▶ [TAREA A RESOLVER] Edita todo el material: reemplaza "tram side window" por "tram door" y deja lo demás tal cual.

▶ [INFORMACIÓN MOSTRADA]
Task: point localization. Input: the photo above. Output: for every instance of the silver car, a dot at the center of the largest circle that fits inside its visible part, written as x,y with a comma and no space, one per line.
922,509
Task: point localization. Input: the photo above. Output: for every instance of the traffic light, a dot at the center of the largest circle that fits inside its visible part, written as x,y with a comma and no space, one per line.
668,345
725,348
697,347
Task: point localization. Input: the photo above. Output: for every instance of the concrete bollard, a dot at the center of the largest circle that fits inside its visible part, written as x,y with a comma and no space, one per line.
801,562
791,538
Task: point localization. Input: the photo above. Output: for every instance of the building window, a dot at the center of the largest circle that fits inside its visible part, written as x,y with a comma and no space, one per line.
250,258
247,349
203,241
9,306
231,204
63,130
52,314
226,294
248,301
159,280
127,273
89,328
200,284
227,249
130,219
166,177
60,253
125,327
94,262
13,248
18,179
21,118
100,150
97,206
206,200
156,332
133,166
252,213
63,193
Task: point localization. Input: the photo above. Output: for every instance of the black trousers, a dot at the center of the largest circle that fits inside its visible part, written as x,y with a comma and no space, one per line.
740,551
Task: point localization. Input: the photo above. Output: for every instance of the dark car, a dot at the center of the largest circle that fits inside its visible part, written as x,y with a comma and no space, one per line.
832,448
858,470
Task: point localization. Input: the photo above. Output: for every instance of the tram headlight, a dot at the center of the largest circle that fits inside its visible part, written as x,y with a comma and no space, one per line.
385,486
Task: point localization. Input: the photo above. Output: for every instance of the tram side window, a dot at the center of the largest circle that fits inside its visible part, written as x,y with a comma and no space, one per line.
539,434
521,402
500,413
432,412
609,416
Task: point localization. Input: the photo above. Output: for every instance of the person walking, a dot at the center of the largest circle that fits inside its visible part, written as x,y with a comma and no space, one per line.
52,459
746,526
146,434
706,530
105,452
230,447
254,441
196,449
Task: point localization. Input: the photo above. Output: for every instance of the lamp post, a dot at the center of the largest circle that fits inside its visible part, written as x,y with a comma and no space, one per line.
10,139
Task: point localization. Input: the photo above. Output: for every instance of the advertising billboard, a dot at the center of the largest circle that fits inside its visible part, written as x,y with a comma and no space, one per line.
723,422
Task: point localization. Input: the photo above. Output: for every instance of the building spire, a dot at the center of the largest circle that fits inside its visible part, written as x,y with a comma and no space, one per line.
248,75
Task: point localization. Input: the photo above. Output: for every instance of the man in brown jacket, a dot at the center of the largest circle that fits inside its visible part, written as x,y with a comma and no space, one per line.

▶ [RESPUESTA DEL EJERCICIO]
Task: point localization. Input: the photo above. Output: for every instance of the silver car, a dot at the center of the largest circle that fits inside its visible part, written as x,y with a comma and no space, one per line.
922,509
Task: point localization. Input: the photo above. Output: for every instance of the traffic light, a dot at the center of the largest circle that fits inside its visible part, written as x,y with a comma and no space, one per line.
668,345
725,348
697,347
Task: point localization. Input: the photo above. Output: for every instance of the concrete bollard, a dot at the center of the largest circle that fits inside its visible part, written as x,y with a comma and no space, one per line.
801,562
791,538
Task: point localization. Input: the photo above. Output: for every instance of the building window, a dot at the center of the largest circle that fits inside its visible part, written as x,y with a comma and no space, one per line.
250,258
247,349
203,241
9,306
231,204
63,130
52,314
226,294
248,301
159,280
127,273
89,328
200,284
227,249
130,219
166,177
60,253
125,327
94,262
13,248
18,179
21,118
100,150
97,206
206,200
156,332
133,166
252,213
63,193
Task: point localization. Input: the photo above. Output: for every instance of the black trousers, a dot at the center of the largest circle that fits inside its visible part, written as x,y with a comma and no space, one per line.
740,551
Task: point localization. Input: the photo above. Output: for every instance of the dark car, a dot at the center of the largest circle that fits inside its visible part, written as x,y with a comma and no space, one per line.
832,448
858,470
Task: point localization. Input: the photo above. Output: for every instance of the tram headlight, a dot at the center of the largest circle that fits inside its visible part, written as x,y with a comma and no space, one per line.
385,486
Task: point localization. Input: the photo above. Output: for every instance of the tram door, a dot at the center of the largest circle that fits inside its visible part, written as x,y with a comma and no space, one per line.
539,434
521,402
500,413
432,412
609,416
Task: point localization. Input: the photo above. Output: for every instance of the person walking, a dot at the center of the largest circle that fits inside its visible part, written as x,y with a comma and no space, one per line.
52,459
746,526
146,434
706,530
105,452
230,447
254,441
196,449
Task: point localization. Input: the photo above. Output: for every instance of the lamp post, a dot at the center of the largest circle that fits inside its visible part, written as x,y with a comma and no space, one per line.
10,139
Task: point localization. Input: the photo above. Output: for every instance of the advertising billboard, a dot at the center of the largest circle that fits inside its visible part, written as x,y with a comma and no space, one per line.
723,422
Task: point localization. Input: the photo above. Output: for every instance of the building spire, a dot at the center of the largest circle that fits inside its visible part, written as x,y with a comma and no space, one per line.
248,75
Task: point localization. Input: the photo above. Output: for every instance of the man in brown jacket, a dot at the center of the largest circle that fits inside its visible part, written as x,y with a comma and no space, one per line.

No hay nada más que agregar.